» STUDY QUESTIONS:
[1] In the paper summary below, quote every occurrence of the word "compositional" (in any capitalization) together with the noun phrase it modifies.
[2] Extend the paper summary on compositional formal verification past its final sentence.

Local Success Does Not Compose: Benchmarking Large Language Models for Compositional Formal Verification
This work addresses the challenge of reliable and verifiable code generation with LLMs for formal verification, though it is incremental as it builds on existing benchmarks by focusing on compositional aspects.
The authors tackled the problem of evaluating large language models (LLMs) on compositional formal verification by introducing DafnyCOMP, a benchmark with 300 multi-function programs, and found that while LLMs perform well on single-function tasks, their performance drops sharply on compositional tasks due to systematic failures in cross-functional reasoning.

[Records contained in a dataset]
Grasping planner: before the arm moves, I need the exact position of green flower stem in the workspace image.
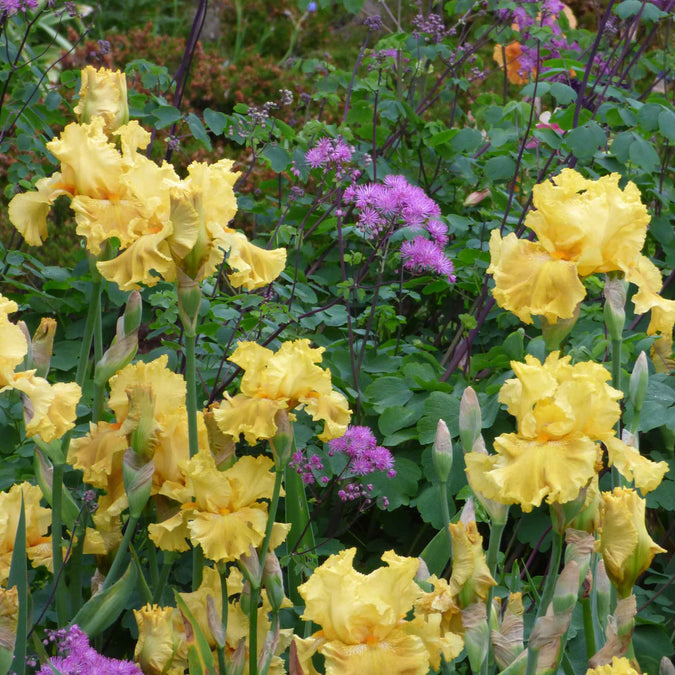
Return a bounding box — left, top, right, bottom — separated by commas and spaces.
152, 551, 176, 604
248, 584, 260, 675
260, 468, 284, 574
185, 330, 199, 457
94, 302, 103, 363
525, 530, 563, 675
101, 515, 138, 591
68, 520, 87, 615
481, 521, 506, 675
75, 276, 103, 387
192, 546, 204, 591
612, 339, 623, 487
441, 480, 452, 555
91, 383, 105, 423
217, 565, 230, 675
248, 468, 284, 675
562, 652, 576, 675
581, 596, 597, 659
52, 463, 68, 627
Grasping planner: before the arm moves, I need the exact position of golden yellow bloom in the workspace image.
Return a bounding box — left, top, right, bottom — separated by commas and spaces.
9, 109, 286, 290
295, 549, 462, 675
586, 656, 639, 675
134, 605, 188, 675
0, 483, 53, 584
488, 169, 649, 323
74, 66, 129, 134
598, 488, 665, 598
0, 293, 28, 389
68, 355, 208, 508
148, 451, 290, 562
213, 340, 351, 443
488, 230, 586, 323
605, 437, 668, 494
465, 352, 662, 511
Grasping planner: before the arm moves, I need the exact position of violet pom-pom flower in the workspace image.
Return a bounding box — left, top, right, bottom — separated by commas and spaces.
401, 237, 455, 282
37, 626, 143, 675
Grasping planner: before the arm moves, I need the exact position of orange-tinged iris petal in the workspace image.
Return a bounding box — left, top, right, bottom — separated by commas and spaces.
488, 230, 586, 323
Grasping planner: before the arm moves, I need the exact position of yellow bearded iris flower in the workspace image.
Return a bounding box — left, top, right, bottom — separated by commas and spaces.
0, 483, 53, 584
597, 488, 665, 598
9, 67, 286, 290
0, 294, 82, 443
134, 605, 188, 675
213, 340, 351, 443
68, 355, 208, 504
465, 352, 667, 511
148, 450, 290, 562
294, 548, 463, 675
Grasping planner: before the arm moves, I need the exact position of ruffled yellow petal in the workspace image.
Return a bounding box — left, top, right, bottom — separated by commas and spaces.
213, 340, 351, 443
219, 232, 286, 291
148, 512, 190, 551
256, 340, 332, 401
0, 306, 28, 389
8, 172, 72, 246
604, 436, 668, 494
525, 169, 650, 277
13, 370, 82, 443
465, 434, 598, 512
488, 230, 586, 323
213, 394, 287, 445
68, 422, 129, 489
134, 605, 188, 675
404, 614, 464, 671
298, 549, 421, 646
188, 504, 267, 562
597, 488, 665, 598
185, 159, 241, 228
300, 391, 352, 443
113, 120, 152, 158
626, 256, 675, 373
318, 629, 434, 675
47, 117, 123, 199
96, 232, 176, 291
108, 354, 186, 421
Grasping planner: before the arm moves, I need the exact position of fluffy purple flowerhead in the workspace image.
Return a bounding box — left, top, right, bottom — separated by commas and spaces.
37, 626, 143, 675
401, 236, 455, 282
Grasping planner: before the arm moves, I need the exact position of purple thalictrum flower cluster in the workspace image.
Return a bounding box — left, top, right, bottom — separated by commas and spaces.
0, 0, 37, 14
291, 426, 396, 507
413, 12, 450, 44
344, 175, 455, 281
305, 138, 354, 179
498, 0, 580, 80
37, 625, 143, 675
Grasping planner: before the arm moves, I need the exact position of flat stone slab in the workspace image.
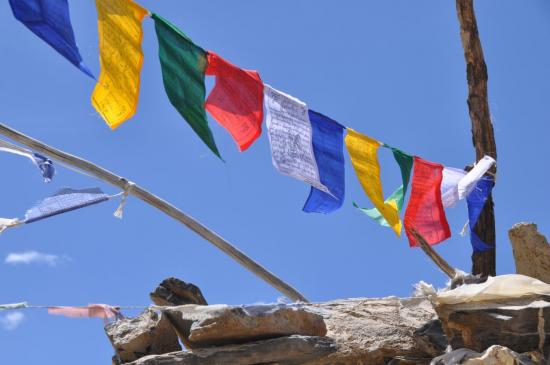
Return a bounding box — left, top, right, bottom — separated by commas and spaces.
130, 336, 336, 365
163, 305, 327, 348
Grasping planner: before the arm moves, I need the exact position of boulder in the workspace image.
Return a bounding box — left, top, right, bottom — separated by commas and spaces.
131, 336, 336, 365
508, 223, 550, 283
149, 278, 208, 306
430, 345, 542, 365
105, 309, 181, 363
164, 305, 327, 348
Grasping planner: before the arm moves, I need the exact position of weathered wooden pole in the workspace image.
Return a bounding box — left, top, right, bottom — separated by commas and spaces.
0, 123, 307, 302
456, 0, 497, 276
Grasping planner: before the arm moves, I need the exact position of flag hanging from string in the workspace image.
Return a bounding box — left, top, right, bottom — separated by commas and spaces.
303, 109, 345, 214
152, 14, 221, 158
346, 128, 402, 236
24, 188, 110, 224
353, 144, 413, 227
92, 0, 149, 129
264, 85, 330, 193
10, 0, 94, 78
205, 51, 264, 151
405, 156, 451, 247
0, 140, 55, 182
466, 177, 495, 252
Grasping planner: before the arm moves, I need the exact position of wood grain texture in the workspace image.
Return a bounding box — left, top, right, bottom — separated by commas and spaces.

» EXERCISE RESULTS:
[1]
- Compositional Formal Verification
- compositional aspects
- compositional formal verification
- compositional tasks

[2]
We introduce DafnyCOMP, a benchmark for evaluating large language models (LLMs) on compositional specification generation in Dafny. Unlike prior benchmarks that focus on single-function tasks, DafnyCOMP targets programs composed of multiple interacting functions with data dependencies, requiring reasoning across component boundaries. The benchmark consists of 300 automatically synthesized multi-function programs. We evaluate several state-of-the-art LLM families and find that, while they perform well on single-function verification, their performance drops sharply on compositional tasks. Analysis reveals systematic failures in cross-functional reasoning, including fragile specifications, misalignment between implementations and proofs, and unstable reasoning. DafnyCOMP thus provides a diagnostic tool for measuring progress toward reliable, verifiable, and compositional code generation with LLMs.